• _Given text_
===
Ideally, your video should only be a few minutes long, and the first 10 seconds are critical. If you don’t grab your viewer’s attention in those first 10 seconds, they’ll lose interest and click away before you can even get into your pitch. The last 10 seconds are just as critical, and it’s important to leave your viewers with a clear takeaway and call to action.
“Be sure to rehearse your script quite a bit before you get on camera, so you don’t look like an amateur. A few awkward pauses or stuttering are all it takes for a would-be backer to lose faith. Spend some time crafting your pitch script and practice, practice, practice,” advises Roland Ainsworth, writer at State of Writing.
Include Some Nice Perks
Backer rewards are bonuses you hand out to people who support your campaign, usually on a scale depending on the level of funding. Some perk ideas for a film crowdfunding campaign include a thank you shoutout on the film website, access to an online production diary, access to an inspirational playlist used and curated by the director, a download of the film pre-release, and a DVD and thank you in film credits.
It’s important not to overcommit. Consider how much you can deliver on should you receive much support. It would be a shame to ruin your credibility and anger your backers by being unable to deliver on your backer perk promises.
Once you’ve got a solid pitch and some nice rewards planned, it’s time to get the world watching.
“Start by letting your friends and family know. It’s a good strategy to try and get 30 percent of your funding with a soft launch targeted at people your group knows, before going ahead with the hard launch on a platform,” recommends Doris Crawford, editor at UKWritings.
===
• _Dataset excerpts_

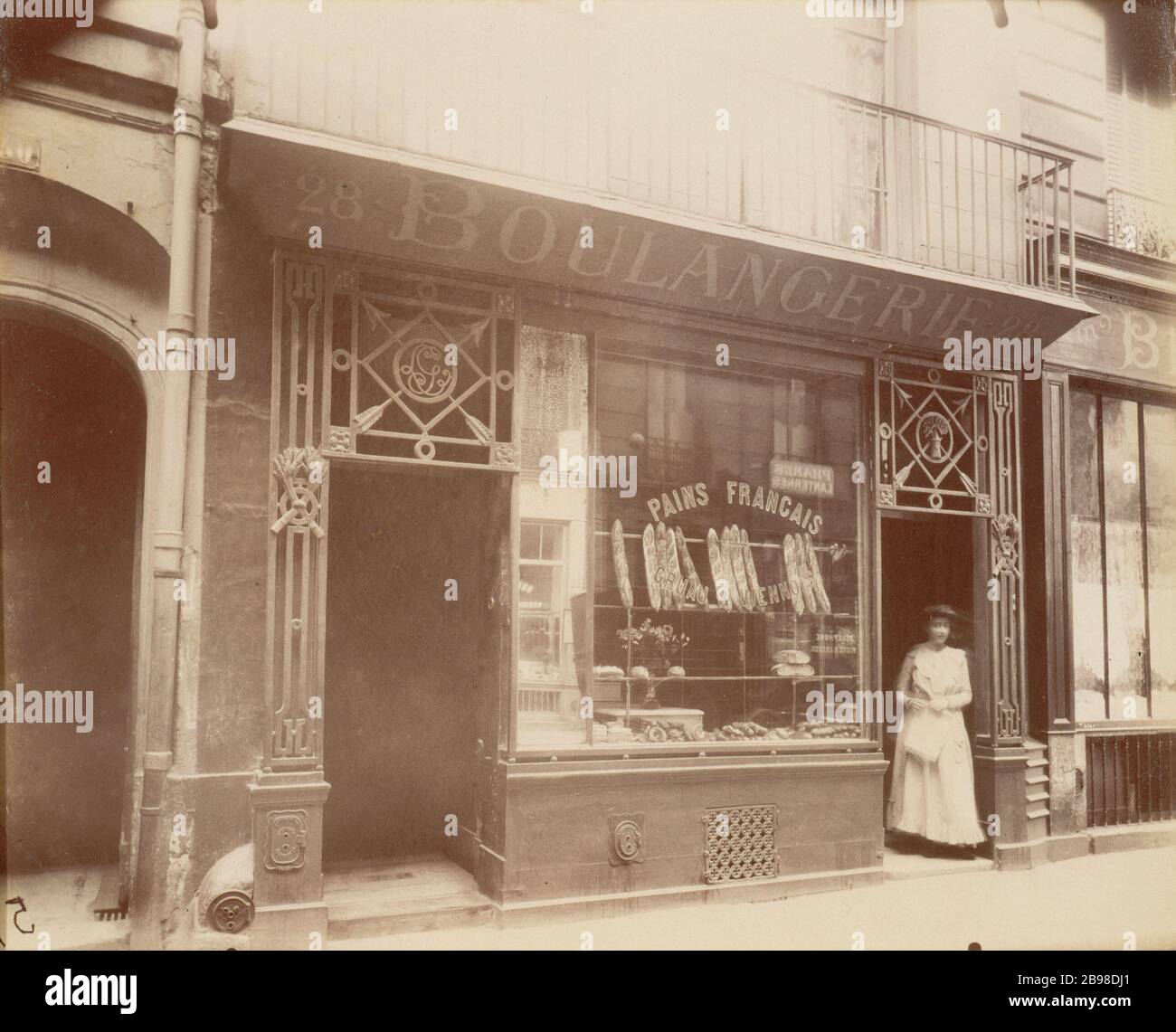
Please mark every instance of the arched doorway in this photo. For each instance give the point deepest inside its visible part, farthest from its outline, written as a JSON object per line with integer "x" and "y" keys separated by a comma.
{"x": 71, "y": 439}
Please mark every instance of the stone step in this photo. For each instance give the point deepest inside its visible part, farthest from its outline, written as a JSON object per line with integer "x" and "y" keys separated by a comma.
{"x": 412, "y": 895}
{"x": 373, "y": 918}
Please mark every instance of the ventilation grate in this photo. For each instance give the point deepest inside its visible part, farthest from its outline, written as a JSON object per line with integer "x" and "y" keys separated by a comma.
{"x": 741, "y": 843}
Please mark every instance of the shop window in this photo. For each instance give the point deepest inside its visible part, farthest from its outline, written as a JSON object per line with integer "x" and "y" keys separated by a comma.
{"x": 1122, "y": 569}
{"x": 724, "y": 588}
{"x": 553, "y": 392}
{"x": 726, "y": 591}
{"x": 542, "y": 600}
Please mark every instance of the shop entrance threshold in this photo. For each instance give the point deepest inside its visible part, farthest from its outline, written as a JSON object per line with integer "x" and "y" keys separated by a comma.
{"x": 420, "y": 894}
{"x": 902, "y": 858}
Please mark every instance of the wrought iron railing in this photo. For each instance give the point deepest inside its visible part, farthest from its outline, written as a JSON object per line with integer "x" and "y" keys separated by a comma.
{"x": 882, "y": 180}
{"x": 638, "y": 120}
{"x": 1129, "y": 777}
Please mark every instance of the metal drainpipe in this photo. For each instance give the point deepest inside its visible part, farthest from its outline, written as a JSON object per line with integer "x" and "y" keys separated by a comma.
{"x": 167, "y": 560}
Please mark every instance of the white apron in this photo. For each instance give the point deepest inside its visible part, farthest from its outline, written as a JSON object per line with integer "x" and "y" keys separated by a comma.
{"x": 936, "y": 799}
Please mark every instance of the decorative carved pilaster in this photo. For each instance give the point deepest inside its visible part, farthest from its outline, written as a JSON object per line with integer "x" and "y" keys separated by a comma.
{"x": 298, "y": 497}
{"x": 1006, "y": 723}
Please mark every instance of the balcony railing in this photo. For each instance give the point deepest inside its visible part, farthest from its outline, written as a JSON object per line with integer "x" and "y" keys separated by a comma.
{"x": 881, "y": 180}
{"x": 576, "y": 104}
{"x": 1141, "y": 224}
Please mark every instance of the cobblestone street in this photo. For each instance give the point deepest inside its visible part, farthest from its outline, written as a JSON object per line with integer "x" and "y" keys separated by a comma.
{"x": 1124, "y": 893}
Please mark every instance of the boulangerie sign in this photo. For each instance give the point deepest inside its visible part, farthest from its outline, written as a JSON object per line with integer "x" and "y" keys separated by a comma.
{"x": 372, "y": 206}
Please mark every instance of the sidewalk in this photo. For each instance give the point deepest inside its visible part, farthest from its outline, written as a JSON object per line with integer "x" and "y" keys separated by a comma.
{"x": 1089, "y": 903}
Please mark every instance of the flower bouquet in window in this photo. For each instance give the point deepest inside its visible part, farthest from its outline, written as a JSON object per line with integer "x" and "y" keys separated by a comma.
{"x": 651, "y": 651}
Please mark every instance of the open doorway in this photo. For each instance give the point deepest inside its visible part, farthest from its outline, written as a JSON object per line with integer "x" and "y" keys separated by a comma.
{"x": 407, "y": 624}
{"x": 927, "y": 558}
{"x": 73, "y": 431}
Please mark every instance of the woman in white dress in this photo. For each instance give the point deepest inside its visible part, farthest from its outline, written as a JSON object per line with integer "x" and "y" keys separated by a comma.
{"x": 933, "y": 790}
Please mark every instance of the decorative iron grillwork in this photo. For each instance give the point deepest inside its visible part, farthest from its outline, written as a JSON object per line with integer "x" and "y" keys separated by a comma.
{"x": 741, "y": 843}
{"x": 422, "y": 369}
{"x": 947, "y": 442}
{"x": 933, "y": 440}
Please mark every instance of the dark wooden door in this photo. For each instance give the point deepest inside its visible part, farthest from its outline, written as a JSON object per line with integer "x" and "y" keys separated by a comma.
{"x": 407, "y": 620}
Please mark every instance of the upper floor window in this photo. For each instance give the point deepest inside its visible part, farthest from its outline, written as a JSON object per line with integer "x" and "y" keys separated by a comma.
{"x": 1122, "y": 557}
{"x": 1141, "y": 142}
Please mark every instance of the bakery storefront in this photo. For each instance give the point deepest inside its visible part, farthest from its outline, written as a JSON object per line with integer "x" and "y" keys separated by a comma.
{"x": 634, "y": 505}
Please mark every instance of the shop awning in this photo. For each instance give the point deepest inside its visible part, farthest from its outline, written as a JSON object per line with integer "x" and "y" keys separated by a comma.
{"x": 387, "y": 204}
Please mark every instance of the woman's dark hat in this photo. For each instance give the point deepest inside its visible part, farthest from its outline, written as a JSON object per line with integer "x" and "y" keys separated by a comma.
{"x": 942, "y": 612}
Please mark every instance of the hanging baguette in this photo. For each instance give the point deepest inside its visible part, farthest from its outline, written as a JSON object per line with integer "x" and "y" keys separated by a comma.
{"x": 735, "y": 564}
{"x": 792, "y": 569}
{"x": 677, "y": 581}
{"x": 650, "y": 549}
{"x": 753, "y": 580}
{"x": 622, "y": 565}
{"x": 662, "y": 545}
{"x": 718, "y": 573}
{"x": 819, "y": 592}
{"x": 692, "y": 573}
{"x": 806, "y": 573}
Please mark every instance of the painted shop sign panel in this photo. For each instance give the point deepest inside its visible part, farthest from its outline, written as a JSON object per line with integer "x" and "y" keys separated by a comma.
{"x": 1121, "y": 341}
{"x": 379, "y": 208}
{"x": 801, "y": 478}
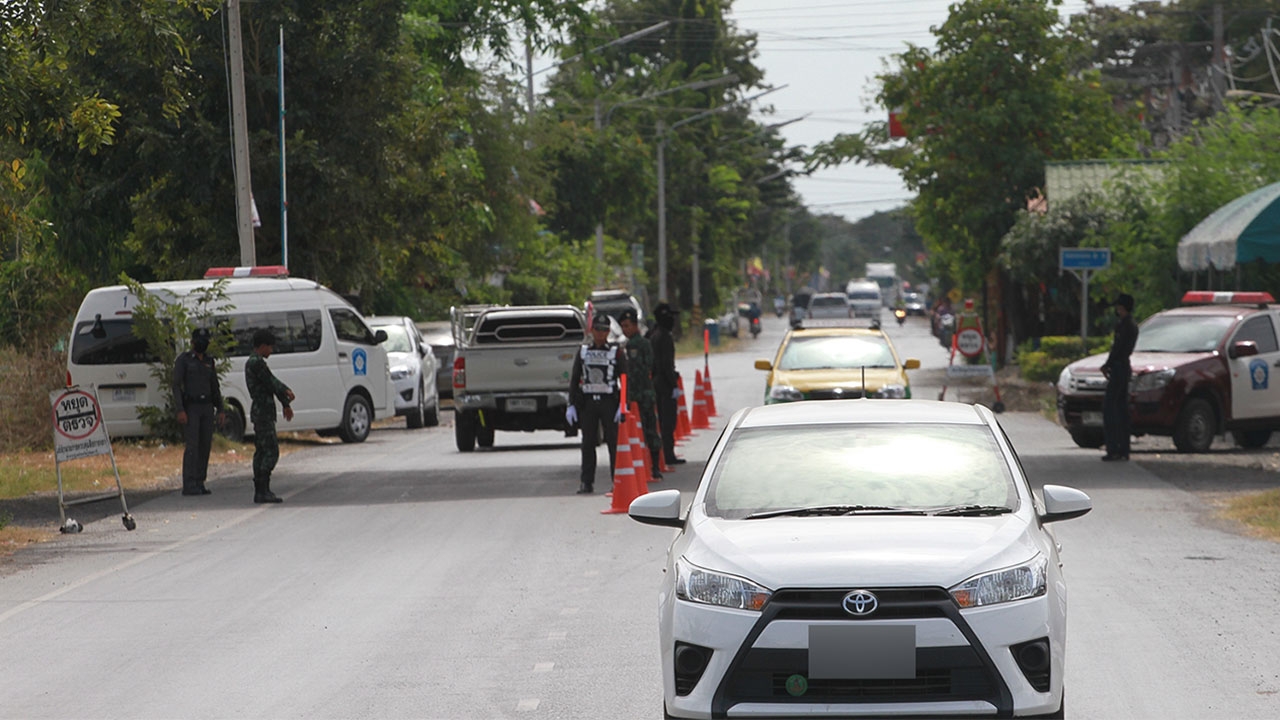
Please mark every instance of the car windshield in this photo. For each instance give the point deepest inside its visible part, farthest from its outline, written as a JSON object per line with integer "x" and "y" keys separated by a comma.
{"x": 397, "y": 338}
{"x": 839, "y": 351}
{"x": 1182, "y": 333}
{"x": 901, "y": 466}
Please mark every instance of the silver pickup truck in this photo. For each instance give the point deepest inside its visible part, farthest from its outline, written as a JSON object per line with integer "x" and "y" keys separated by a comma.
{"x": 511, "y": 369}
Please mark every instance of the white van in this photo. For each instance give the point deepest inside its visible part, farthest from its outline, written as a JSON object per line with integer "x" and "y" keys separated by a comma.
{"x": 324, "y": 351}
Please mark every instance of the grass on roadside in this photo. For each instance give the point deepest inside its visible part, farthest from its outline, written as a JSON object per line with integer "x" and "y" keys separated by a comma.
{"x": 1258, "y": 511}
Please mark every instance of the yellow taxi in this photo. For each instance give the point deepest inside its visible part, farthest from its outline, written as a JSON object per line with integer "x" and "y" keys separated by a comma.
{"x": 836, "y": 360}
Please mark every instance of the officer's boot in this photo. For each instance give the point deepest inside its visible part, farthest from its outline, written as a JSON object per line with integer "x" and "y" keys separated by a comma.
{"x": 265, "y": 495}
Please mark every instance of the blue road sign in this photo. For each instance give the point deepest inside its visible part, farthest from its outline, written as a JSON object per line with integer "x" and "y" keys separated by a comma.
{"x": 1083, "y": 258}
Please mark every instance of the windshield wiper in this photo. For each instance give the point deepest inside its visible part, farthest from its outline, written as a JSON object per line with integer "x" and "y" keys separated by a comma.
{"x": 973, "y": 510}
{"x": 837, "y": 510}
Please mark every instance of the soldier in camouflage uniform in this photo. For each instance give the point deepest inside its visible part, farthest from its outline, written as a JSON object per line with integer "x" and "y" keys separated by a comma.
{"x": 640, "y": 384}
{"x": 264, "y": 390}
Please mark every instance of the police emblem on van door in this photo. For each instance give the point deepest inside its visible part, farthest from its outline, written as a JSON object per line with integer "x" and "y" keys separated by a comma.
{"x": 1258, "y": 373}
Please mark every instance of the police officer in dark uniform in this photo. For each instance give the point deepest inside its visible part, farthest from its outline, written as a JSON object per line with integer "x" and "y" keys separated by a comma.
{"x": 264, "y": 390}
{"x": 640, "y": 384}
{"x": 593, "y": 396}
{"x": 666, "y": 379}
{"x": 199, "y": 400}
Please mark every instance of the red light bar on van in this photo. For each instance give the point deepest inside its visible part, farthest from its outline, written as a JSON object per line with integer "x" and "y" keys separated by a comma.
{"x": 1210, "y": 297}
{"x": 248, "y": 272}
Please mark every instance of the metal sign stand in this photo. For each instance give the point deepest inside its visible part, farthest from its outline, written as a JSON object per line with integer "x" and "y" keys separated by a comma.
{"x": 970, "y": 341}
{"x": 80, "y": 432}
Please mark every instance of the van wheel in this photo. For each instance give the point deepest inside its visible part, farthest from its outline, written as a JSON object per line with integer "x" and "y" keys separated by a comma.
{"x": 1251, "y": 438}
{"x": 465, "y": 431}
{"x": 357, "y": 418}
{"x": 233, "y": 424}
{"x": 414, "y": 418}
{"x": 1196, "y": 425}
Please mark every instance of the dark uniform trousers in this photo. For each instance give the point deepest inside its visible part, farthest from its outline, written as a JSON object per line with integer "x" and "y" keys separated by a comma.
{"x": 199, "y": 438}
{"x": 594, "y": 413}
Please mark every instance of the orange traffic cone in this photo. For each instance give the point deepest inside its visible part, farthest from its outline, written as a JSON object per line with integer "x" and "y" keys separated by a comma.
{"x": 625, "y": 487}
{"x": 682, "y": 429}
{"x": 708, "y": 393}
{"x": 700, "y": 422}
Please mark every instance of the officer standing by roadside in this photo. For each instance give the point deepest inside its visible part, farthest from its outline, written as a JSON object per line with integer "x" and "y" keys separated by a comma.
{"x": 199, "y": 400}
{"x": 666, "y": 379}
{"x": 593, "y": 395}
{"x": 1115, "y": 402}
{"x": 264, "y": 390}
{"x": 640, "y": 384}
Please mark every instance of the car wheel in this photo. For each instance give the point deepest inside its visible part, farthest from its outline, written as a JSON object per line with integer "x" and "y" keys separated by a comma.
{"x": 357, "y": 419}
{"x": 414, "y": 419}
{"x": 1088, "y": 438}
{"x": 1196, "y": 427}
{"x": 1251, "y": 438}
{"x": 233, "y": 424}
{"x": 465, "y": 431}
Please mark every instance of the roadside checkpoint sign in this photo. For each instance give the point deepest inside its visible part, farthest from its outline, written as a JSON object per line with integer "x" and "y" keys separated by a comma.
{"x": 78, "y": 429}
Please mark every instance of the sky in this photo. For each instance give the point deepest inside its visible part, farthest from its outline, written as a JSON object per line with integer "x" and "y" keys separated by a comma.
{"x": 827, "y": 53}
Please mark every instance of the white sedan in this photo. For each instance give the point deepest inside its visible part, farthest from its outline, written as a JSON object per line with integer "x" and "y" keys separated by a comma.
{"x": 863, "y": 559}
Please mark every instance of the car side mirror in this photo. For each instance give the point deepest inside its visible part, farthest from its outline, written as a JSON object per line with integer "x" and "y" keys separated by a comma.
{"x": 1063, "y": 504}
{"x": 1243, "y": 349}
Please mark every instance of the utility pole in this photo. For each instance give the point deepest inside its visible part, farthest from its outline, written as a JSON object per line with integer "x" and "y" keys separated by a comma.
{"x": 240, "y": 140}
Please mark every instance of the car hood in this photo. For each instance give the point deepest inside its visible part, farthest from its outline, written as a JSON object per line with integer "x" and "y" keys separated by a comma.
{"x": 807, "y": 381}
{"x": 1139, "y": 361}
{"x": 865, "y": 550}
===
• _Directions for this task_
Please state what share of the funding the crowdfunding text says to try to get from a soft launch aimed at people your group knows.

• _Written answer_
30 percent